Innovations that Repurpose Plastic and Glass Waste

Dean Simms-Elias
3 min readMar 7, 2017

People are realizing that filling a landfill with plastic, metal and glass waste indefinitely is unsustainable. In the past decade or two Countries, Cities and households have been shifting their behaviors to divert waste away from a long life of deterioration, and towards useful secondary purposes. The recycling systems across the U.S. collect these materials to repurpose plastic, glass and aluminum containers, rather than have them sit in a landfill and leach harmful chemicals into the ground.

Although the economics of reintroducing those materials back into supply chains has yet to reach an ideal scheme, we’ve realized that reusing materials beyond their short useful life is common sense. Grocery store collection machines and home pick-ups of recyclables have done a decent job at redirecting these materials back into supply chains to maintain their value and reduce the demand for further resource extraction.

This method of repurposing or “upcycling” materials to be used for another purpose has been around practically forever. For some reason our modern industrial systems don’t efficiently utilize the complete life-cycle of repurposed materials. Instead we throw them and allow them to take decades to deteriorate in the landfill while we harvest more resources from the Earth. Well thanks to human ingenuity people have invented devices to more quickly repurpose everyday beverage containers into reusable materials.

##########

= REQUEST 1 =
Please copy the records from the line that contains "the white brick" through the line that contains "point(779, 159)", both lines included, leaving out the pictures.

= STORED ROWS =
##########

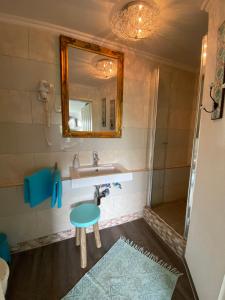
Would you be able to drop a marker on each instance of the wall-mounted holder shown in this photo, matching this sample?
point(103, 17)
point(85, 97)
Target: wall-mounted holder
point(46, 96)
point(215, 103)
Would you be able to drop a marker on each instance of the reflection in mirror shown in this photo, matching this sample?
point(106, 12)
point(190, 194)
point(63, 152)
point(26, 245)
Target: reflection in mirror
point(92, 77)
point(92, 89)
point(80, 115)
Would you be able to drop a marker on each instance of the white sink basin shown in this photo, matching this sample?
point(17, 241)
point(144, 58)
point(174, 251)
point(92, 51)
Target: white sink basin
point(89, 175)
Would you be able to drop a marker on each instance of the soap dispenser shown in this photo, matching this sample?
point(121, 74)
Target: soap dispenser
point(76, 161)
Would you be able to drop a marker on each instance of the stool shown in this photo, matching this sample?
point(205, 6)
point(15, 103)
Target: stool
point(81, 217)
point(4, 248)
point(4, 275)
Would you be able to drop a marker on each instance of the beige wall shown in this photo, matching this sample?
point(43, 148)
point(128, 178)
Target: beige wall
point(28, 55)
point(205, 253)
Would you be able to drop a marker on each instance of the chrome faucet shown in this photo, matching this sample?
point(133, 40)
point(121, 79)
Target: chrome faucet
point(95, 158)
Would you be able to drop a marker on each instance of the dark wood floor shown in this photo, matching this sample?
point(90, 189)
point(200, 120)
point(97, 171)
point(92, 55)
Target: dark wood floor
point(48, 273)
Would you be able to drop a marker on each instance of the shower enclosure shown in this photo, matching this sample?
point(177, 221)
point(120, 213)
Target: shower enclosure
point(173, 133)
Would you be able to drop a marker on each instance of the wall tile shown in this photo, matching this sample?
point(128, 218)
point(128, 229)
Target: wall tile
point(20, 228)
point(38, 112)
point(64, 160)
point(15, 106)
point(24, 74)
point(14, 40)
point(53, 220)
point(43, 45)
point(13, 168)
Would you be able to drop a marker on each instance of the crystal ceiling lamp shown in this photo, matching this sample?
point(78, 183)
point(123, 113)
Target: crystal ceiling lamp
point(136, 20)
point(106, 68)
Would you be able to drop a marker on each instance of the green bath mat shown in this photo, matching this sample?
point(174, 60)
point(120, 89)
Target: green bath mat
point(126, 272)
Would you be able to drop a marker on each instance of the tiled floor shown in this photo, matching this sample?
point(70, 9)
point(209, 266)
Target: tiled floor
point(173, 213)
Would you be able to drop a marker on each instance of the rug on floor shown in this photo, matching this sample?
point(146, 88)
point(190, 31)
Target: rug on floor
point(126, 271)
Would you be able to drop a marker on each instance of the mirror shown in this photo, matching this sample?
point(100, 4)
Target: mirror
point(92, 89)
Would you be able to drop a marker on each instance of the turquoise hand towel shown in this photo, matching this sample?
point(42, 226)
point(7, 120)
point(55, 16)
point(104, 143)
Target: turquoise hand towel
point(38, 187)
point(56, 189)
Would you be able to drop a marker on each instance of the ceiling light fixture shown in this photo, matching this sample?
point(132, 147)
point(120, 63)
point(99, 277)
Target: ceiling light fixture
point(106, 68)
point(136, 20)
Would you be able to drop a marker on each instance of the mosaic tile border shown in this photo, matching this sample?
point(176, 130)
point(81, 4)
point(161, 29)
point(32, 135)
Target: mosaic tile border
point(67, 234)
point(173, 239)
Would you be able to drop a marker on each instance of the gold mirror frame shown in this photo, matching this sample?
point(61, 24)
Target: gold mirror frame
point(66, 42)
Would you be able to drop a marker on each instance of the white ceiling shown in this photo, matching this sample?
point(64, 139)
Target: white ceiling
point(181, 23)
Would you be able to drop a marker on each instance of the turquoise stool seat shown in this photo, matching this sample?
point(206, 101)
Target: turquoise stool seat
point(83, 216)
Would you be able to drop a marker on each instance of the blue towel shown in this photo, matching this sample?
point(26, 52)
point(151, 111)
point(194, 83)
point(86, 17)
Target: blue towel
point(38, 187)
point(56, 189)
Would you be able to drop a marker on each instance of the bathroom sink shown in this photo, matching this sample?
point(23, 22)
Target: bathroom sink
point(102, 174)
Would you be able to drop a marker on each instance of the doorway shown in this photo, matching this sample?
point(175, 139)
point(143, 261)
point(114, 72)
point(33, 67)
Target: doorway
point(175, 144)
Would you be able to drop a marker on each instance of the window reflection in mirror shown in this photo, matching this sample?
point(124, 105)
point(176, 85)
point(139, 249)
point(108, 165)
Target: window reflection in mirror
point(80, 115)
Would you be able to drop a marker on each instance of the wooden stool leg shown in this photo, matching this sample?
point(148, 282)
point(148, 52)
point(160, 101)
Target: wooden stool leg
point(97, 236)
point(77, 236)
point(83, 248)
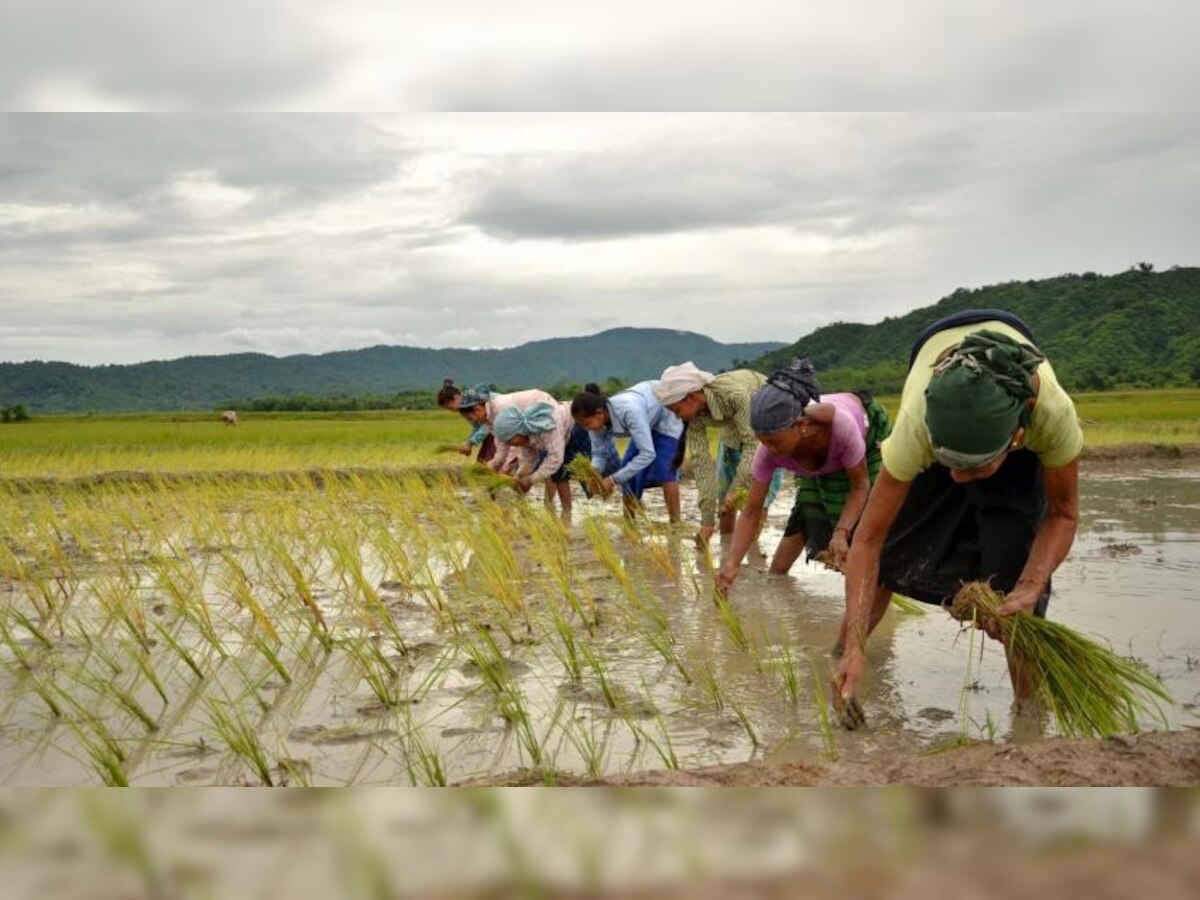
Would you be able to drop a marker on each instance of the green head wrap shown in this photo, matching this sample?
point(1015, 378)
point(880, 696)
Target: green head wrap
point(978, 397)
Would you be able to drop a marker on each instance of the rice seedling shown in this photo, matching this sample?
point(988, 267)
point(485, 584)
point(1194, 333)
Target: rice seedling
point(105, 754)
point(706, 679)
point(664, 749)
point(821, 703)
point(1089, 688)
point(582, 471)
point(485, 479)
point(375, 669)
point(240, 736)
point(592, 750)
point(421, 759)
point(739, 713)
point(781, 663)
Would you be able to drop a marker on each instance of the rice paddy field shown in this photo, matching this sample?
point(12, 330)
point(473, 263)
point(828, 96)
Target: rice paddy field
point(329, 600)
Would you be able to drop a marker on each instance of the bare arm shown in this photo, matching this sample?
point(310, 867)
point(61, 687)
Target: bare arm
point(863, 573)
point(1053, 540)
point(743, 533)
point(859, 489)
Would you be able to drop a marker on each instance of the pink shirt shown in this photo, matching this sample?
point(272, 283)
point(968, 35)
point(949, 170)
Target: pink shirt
point(521, 400)
point(552, 443)
point(847, 442)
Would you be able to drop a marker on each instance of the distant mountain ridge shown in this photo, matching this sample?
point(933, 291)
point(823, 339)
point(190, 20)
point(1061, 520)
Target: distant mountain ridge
point(203, 382)
point(1134, 329)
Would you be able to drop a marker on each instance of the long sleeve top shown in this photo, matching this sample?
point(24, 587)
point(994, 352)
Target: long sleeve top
point(521, 400)
point(634, 413)
point(552, 443)
point(729, 408)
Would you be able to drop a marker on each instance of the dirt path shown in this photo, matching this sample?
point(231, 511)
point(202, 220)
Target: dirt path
point(1158, 759)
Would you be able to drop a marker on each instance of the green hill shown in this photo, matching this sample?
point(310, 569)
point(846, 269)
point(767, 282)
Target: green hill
point(1128, 330)
point(628, 354)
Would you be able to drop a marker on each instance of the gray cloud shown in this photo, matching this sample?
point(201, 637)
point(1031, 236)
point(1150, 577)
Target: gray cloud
point(143, 237)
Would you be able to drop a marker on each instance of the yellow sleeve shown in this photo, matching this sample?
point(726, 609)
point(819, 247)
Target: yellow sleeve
point(1054, 433)
point(906, 451)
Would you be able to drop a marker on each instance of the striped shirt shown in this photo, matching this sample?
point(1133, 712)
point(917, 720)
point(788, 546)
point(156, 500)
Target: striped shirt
point(729, 408)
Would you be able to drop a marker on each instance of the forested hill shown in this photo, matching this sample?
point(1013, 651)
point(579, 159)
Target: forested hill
point(1135, 329)
point(203, 382)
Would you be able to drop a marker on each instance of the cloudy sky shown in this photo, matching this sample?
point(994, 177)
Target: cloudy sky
point(154, 235)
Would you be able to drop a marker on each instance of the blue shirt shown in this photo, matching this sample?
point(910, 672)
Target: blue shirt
point(634, 413)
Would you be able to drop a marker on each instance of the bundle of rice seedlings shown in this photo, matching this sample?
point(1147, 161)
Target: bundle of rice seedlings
point(1091, 690)
point(826, 558)
point(737, 499)
point(581, 469)
point(849, 709)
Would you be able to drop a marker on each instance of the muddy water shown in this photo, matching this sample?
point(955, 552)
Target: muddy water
point(1129, 581)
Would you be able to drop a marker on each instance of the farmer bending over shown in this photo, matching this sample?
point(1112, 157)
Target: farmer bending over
point(979, 481)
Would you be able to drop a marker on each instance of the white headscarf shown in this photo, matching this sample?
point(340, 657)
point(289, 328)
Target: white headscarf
point(678, 382)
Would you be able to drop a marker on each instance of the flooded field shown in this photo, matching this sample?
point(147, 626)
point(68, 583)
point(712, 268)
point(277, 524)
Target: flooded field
point(379, 630)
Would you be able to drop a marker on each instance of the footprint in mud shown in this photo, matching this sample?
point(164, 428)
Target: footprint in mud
point(466, 732)
point(195, 751)
point(1120, 551)
point(471, 669)
point(321, 735)
point(935, 714)
point(191, 777)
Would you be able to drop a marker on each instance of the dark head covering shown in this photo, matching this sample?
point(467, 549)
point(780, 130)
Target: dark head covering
point(474, 396)
point(978, 397)
point(781, 401)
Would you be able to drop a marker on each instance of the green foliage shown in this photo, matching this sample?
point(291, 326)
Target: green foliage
point(1138, 329)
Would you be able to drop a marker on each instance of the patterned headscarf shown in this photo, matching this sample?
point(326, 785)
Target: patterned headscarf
point(781, 401)
point(474, 396)
point(511, 421)
point(678, 382)
point(978, 397)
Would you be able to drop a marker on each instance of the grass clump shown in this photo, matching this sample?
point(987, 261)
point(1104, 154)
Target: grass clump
point(489, 479)
point(582, 471)
point(1090, 689)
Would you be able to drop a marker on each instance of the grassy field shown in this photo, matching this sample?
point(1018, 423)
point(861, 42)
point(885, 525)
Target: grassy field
point(71, 447)
point(391, 625)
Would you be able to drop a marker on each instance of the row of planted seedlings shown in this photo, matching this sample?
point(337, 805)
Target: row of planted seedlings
point(366, 629)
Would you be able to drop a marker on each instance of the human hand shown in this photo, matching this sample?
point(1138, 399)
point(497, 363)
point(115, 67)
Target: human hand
point(839, 547)
point(850, 671)
point(725, 577)
point(1021, 599)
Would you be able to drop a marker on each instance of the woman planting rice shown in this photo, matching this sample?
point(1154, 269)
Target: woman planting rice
point(979, 483)
point(479, 406)
point(833, 444)
point(702, 400)
point(480, 435)
point(546, 441)
point(653, 430)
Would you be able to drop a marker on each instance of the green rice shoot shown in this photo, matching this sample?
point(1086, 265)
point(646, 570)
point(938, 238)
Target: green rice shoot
point(1090, 689)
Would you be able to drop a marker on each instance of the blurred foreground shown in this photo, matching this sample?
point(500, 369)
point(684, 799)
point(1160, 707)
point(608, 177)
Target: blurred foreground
point(601, 844)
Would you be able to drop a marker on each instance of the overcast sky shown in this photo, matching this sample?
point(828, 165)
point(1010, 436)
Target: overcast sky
point(149, 235)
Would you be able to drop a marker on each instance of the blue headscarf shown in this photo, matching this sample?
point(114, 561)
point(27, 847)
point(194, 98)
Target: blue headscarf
point(513, 421)
point(474, 396)
point(781, 401)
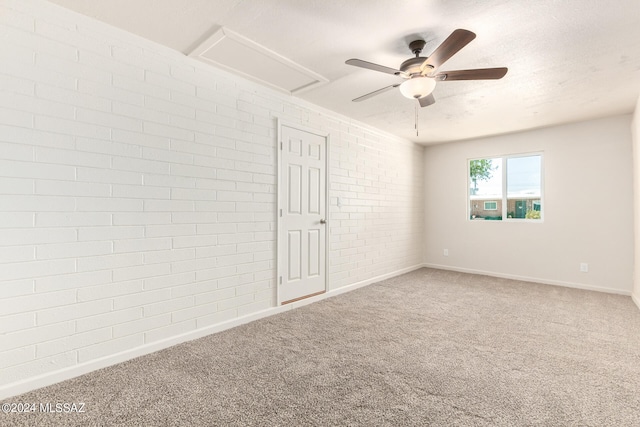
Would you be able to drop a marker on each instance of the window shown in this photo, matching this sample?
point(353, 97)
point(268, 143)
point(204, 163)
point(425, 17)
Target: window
point(508, 187)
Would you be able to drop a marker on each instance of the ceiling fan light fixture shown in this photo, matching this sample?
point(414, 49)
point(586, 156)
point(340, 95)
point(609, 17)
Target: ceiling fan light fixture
point(417, 87)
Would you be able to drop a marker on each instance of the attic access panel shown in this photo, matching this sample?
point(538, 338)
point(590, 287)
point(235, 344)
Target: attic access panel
point(239, 55)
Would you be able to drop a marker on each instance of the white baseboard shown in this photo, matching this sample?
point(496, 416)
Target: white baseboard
point(528, 279)
point(24, 386)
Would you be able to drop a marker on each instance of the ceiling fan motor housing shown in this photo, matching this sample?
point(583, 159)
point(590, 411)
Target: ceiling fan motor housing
point(411, 66)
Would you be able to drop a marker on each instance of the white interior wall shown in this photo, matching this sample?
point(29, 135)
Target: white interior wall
point(588, 203)
point(138, 196)
point(635, 132)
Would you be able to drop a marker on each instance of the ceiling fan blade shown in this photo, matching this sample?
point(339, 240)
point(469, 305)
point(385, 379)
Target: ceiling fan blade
point(456, 41)
point(372, 66)
point(477, 74)
point(426, 100)
point(375, 92)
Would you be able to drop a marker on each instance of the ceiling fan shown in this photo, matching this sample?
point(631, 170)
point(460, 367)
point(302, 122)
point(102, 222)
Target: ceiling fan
point(421, 73)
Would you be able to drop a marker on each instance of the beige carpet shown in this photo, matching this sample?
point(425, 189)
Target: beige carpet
point(427, 348)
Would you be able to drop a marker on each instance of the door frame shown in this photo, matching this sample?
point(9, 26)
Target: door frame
point(279, 205)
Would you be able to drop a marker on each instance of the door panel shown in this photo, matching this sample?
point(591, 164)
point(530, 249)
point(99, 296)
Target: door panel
point(302, 229)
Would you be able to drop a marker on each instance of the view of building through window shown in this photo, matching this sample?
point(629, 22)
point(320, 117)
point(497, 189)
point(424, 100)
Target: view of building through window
point(508, 187)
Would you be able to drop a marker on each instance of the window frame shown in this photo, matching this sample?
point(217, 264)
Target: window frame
point(504, 198)
point(490, 209)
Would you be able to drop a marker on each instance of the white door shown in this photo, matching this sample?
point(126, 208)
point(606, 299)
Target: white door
point(303, 207)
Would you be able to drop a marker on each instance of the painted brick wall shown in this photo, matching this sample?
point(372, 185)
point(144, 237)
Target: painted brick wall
point(138, 193)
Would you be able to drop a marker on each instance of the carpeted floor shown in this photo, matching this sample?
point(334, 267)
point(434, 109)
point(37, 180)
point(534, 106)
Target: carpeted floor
point(430, 347)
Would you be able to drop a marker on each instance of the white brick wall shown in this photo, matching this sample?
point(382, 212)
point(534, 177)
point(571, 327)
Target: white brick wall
point(138, 193)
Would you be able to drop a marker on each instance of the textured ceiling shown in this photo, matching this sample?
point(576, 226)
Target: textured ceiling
point(568, 60)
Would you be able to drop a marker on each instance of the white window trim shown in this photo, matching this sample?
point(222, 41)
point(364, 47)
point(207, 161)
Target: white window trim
point(504, 187)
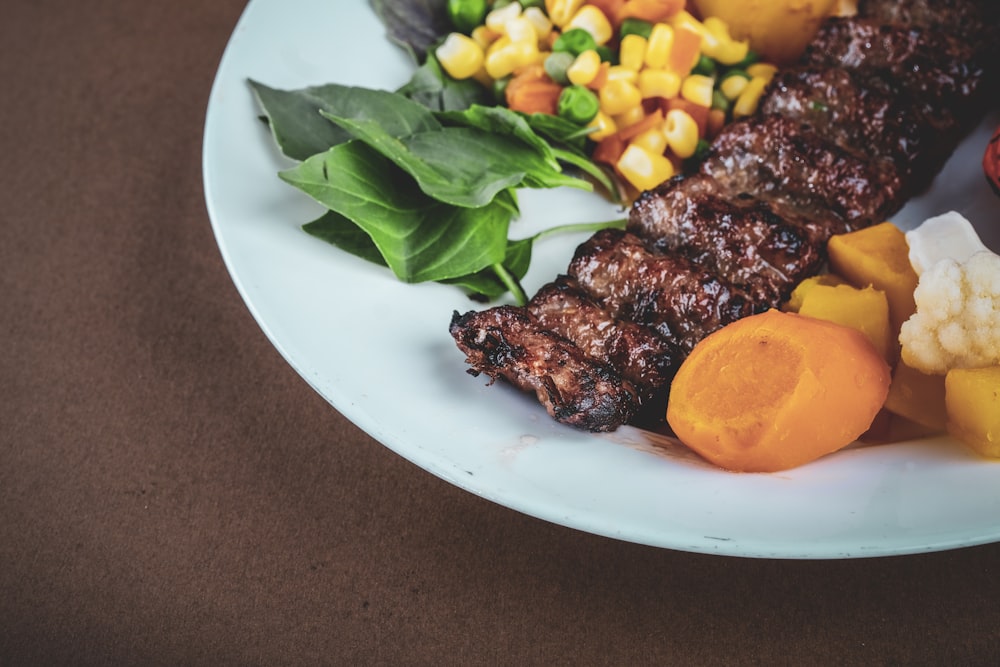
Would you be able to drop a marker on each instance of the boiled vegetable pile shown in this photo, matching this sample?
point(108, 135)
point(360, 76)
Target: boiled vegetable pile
point(777, 390)
point(649, 83)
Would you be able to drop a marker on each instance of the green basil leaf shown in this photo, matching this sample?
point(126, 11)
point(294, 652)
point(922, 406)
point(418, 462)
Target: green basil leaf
point(460, 165)
point(420, 239)
point(300, 130)
point(486, 283)
point(437, 91)
point(337, 230)
point(414, 24)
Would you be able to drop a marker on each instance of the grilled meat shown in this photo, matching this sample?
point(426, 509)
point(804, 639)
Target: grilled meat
point(972, 20)
point(861, 118)
point(575, 389)
point(682, 301)
point(745, 240)
point(938, 69)
point(875, 106)
point(642, 356)
point(779, 159)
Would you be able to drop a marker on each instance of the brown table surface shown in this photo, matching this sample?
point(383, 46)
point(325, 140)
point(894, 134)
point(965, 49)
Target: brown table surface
point(172, 492)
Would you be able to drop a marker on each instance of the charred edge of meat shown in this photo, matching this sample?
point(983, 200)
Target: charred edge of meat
point(506, 342)
point(975, 21)
point(641, 355)
point(859, 117)
point(782, 160)
point(740, 238)
point(680, 300)
point(934, 66)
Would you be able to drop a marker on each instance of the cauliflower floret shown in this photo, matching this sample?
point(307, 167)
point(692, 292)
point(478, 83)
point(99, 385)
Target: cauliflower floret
point(957, 322)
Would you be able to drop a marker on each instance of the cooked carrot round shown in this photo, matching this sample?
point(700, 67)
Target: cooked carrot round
point(776, 390)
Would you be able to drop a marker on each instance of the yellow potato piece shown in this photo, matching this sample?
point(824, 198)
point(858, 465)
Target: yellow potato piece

##########

= REQUEST 2 =
In the article on repurposing plastic and glass waste, what happens when containers sit in a landfill?

= EXERCISE RESULT 1 =
Would you be able to drop a marker on each instance of the white brick wall shown in this photo, matching this sample?
point(382, 212)
point(534, 177)
point(571, 327)
Target: white brick wall
point(138, 193)
Would you be able to drop a marker on each instance of the textured ceiling shown in this photo, matching this sample?
point(576, 226)
Target: textured ceiling
point(568, 60)
Would you be able to drop a marker on each instance of the white window trim shown in this photo, matching this sample?
point(222, 41)
point(364, 47)
point(207, 161)
Target: white window trim
point(504, 187)
Would you be able to drop a marker on each instance of the boiled vegetable pile shown in this photo, matching this sample?
point(108, 135)
point(360, 76)
Target: boiled vegetable pile
point(777, 390)
point(649, 83)
Would you be able to drop a marker on each instance of the green basil leaf shown in this photo, matching this sample?
point(126, 11)
point(294, 652)
point(922, 406)
point(418, 462)
Target: green basil leaf
point(460, 165)
point(420, 239)
point(300, 130)
point(486, 283)
point(437, 91)
point(337, 230)
point(414, 24)
Would you be able to drop a marker on each instance of the grilled meat shown in this photo, matching this sample?
point(426, 509)
point(804, 639)
Target: grilled meat
point(972, 20)
point(861, 118)
point(575, 389)
point(682, 301)
point(745, 240)
point(938, 69)
point(875, 106)
point(642, 356)
point(779, 159)

= EXERCISE RESULT 2 =
They leach harmful chemicals into the ground.